Exercise set>
**A.** Copy everything from "I get this feeling" down to "some wonderful friendships." in the post about a myspace friendship.
**B.** Does the post about a myspace friendship support each statement below? Answer yes or no for each, and quote the words that decide it.
(i) The writer joined myspace because a friend insisted on it.
(ii) The writer and SP eventually met in person.
(iii) SP lived in Ontario.
**C.** In the post about a myspace friendship, why did learning about SP's anxiety attacks matter so much to the writer? Answer in one to three sentences.

Document segment>

--------------------------------------------------

I get this feeling a lot. Many times it's people online, sometimes it's people IRL. Most of the time I don't follow through on that feeling, but the rare time I do, it seems to be a pretty incredible experience.

Back in 2004 I had joined myspace as a teen. At this time I knew little to nothing about social networking online and joined because a friend of mine had and she insisted I make a profile. I never had any intention of making new online friends or accepting friend requests or using the website in general. But of course I got swept up in it and ended up making some wonderful friendships.

However I never added people. I never looked for people to add to my friend list. I was perfectly content to have people come to me. But I remember specifically thinking one day that maybe I should do a bit of browsing because maybe I'll see someone I might like to talk to.

I came across this profile of a guy who was about my age. He lived over in Calgary while I was over in Ontario. His profile was close to empty, he had a few pictures up and that was it. But for some reason I felt like I HAD to talk to him. The feeling I got came over me so strongly that I ended up sending him a message and a friend request.

The next thing I knew, this guy and I were talking essentially all day every day. We ended up forming a fast bond. I discovered that he and I had the same kinds of anxiety attacks, and until that point I had never met anyone who had panic attacks. I had been having them for 6 years at that point and felt like no one understood. I felt like my whole universe opened up and I felt understood and accepted and it was incredible.

I went through a very dark phase where I was contemplating suicide. I had been suffering with the anxiety attacks and was having problems with sexual harassment from someone who I thought was a friend (long story that I'll skip for now). I was able to talk to (we'll call him SP) about this and I feel like he pulled me out of it. We were going to meet in person but it never ended up happening. And don't get me wrong, it wasn't all doom and gloom, but these are just the things that stood out most for me during that time.

After some time, he ended up moving away to another city for university and the communication between us came to a standstill. I had felt like I was repaired in some way and was so thankful for my life. He and I talked sporadically for a little while and then conversation stopped all together.

--------------------------------------------------

Stored records>
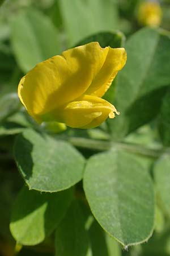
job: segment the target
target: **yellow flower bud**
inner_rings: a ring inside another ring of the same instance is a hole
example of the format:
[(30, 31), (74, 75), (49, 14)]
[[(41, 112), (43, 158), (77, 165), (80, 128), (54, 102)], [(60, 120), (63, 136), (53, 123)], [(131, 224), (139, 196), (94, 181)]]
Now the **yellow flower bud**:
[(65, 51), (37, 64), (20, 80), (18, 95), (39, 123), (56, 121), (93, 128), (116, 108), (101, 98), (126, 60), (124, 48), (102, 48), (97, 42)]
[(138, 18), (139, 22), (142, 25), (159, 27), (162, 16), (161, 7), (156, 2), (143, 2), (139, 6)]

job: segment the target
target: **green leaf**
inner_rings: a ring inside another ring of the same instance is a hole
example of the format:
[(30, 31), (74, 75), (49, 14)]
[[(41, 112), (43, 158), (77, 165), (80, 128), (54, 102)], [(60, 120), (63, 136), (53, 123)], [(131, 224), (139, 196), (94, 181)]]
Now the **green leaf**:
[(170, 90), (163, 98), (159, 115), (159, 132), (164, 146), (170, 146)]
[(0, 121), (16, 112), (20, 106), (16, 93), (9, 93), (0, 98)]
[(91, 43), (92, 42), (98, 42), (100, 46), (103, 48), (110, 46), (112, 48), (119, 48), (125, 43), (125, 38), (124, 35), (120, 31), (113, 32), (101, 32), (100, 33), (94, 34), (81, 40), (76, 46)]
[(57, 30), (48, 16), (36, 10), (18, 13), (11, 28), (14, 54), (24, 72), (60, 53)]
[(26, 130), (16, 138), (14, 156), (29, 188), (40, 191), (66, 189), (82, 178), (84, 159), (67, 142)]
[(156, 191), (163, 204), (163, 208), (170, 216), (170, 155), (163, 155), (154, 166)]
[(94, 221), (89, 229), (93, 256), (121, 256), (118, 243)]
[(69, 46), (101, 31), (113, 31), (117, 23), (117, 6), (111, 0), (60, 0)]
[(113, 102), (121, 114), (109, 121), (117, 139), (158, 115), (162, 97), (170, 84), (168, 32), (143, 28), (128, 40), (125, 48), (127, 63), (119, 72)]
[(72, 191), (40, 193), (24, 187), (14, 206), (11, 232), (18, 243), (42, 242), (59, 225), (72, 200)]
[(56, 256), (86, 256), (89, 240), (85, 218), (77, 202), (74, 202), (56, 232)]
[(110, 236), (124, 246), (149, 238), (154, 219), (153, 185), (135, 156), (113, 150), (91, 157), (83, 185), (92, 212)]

--------------------------------------------------

Task-by-task results>
**A.**
I get this feeling a lot. Many times it's people online, sometimes it's people IRL. Most of the time I don't follow through on that feeling, but the rare time I do, it seems to be a pretty incredible experience.

Back in 2004 I had joined myspace as a teen. At this time I knew little to nothing about social networking online and joined because a friend of mine had and she insisted I make a profile. I never had any intention of making new online friends or accepting friend requests or using the website in general. But of course I got swept up in it and ended up making some wonderful friendships.

**B.**
(i) Yes: "joined because a friend of mine had and she insisted I make a profile"
(ii) No: "We were going to meet in person but it never ended up happening."
(iii) No: "He lived over in Calgary while I was over in Ontario."

**C.** The writer had been having panic attacks for six years, had never met anyone else who had them, and felt that no one understood. Finding out that SP had the same kinds of anxiety attacks made the writer feel understood and accepted.